## RECORDS SUPPLIED
-- -- --
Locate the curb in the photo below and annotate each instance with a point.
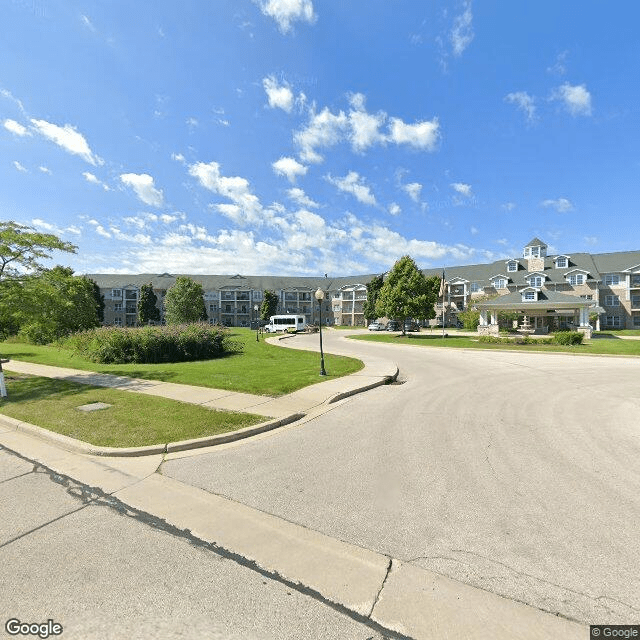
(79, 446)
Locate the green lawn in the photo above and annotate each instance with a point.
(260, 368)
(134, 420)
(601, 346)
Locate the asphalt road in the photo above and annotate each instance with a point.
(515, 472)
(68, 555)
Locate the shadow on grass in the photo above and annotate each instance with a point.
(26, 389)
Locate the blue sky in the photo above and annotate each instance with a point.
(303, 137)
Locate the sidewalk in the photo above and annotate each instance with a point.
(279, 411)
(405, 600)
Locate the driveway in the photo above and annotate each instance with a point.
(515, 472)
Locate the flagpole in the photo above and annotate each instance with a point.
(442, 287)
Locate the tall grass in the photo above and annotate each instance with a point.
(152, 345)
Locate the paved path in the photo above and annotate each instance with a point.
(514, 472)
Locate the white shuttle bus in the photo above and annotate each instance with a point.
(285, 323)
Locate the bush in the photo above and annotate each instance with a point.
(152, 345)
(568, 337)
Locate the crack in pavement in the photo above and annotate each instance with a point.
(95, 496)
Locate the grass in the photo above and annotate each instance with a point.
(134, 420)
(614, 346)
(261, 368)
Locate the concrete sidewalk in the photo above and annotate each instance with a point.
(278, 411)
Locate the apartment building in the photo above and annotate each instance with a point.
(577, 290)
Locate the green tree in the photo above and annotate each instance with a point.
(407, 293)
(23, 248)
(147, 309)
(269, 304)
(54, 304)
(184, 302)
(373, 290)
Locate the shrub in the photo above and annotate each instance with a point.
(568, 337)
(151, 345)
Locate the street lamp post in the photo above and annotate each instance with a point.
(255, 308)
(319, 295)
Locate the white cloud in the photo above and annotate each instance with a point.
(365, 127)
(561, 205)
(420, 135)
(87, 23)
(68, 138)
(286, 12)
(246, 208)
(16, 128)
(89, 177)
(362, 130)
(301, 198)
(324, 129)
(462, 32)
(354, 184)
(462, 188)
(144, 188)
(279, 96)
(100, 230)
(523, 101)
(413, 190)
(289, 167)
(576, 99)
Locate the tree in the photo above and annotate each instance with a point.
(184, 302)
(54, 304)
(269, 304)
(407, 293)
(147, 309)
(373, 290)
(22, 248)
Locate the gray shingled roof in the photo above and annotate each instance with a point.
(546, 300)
-- -- --
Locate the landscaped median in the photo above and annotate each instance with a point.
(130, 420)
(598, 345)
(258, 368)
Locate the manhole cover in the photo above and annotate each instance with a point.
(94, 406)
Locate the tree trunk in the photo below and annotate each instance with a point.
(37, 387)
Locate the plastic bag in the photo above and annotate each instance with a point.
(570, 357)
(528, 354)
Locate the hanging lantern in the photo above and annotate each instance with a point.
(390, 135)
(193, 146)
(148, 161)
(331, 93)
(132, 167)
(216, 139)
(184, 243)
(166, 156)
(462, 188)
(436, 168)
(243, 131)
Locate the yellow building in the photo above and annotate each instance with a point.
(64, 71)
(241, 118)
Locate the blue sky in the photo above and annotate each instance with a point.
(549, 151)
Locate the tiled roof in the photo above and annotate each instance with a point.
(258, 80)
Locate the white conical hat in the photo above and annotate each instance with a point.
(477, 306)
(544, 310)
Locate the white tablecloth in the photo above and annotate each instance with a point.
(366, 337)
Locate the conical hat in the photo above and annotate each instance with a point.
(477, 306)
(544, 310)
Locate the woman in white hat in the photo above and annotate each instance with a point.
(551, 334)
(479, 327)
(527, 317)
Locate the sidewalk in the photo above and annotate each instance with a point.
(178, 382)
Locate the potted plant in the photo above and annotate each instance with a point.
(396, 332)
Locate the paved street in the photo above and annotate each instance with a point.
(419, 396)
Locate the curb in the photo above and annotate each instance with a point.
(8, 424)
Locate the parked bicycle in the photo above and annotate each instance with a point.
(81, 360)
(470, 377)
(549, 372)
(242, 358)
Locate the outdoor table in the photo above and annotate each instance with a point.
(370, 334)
-- -- --
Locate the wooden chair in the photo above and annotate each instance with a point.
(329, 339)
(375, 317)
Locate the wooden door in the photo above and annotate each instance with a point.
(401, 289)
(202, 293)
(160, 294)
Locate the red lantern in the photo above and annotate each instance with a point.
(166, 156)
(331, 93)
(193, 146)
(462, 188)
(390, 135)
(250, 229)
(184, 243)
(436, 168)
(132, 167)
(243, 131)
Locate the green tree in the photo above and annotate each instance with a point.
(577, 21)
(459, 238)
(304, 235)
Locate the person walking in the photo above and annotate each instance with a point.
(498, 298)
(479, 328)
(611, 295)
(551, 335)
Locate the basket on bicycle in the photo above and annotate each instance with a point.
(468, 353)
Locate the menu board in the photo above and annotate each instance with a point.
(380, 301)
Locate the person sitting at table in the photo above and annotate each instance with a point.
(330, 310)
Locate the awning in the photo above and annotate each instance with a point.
-- -- --
Gather each line in the material above that contains the word "white" and copy those lines out.

## CORRECT RESPONSE
Locate the white shuttle bus in the photo above and annotate each instance with a point.
Locate the white cloud in the photo above and annotate each instance with a point.
Locate the white conical hat in the photo above and annotate each instance with a point.
Locate the white tablecloth in the photo above and annotate each instance with a point.
Locate the woman in white hat in the photo above and annotate each instance with a point.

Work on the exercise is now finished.